■ **Requirement A**: Do the statements below agree with the dialogue that follows? For each of (i) Byron insisted that Kim play the lead, (ii) the speaker eagerly agreed to Kim becoming an actress, and (iii) Kim is said to speak only Norwegian, answer yes or no and quote the deciding words.

■ **Page**:
No doubt, Byron didn't know
he was making love to a robot.

Naturally.

She was more feminine than
any woman I'd ever met.

Yes, go on...

Congratulations, my dear...

Thanks to Kim's talents,

Byron asked me to write his next film.

He insisted that Kim play the lead.

Of course, I remained vague.

Kim, an actress?

Although an actress who can't talk
is a dream for any lazy screenwriter.

Anyway, everything was going well.

Very well.

Too well.

She's charming... but very quiet.

Indeed... She doesn't talk.

- A deaf-mute?
- No, she only speaks Norwegian.

- She's Norwegian.
- I see.

I came to take a
few of my things.

I'll leave room for
your little Norwegian.

Although...
her wardrobe seems limited.

You needn't bother.
I know the way.

You don't have to worry.

It's all finished between us.

Okay, you're nice but
leave me alone now.

What are you doing?

What...

What are you doing?

■ **Exercise input**:
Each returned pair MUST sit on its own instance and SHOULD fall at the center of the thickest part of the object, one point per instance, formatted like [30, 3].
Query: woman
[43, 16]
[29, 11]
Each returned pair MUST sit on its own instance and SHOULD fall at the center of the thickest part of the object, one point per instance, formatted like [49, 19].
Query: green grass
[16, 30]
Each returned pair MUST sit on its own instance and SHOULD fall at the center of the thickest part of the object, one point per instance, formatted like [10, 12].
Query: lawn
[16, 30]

==

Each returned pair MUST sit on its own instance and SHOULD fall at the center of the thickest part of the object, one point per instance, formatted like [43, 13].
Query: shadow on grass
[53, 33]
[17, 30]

■ **Requirement B**: Which lines of the records above contain the string "Query"? Select each one and copy it out; case counts.

■ **Answer A**:
(i) Yes: "He insisted that Kim play the lead."
(ii) No: "Of course, I remained vague."
(iii) Yes: "No, she only speaks Norwegian."

■ **Answer B**:
Query: woman
Query: green grass
Query: lawn
Query: shadow on grass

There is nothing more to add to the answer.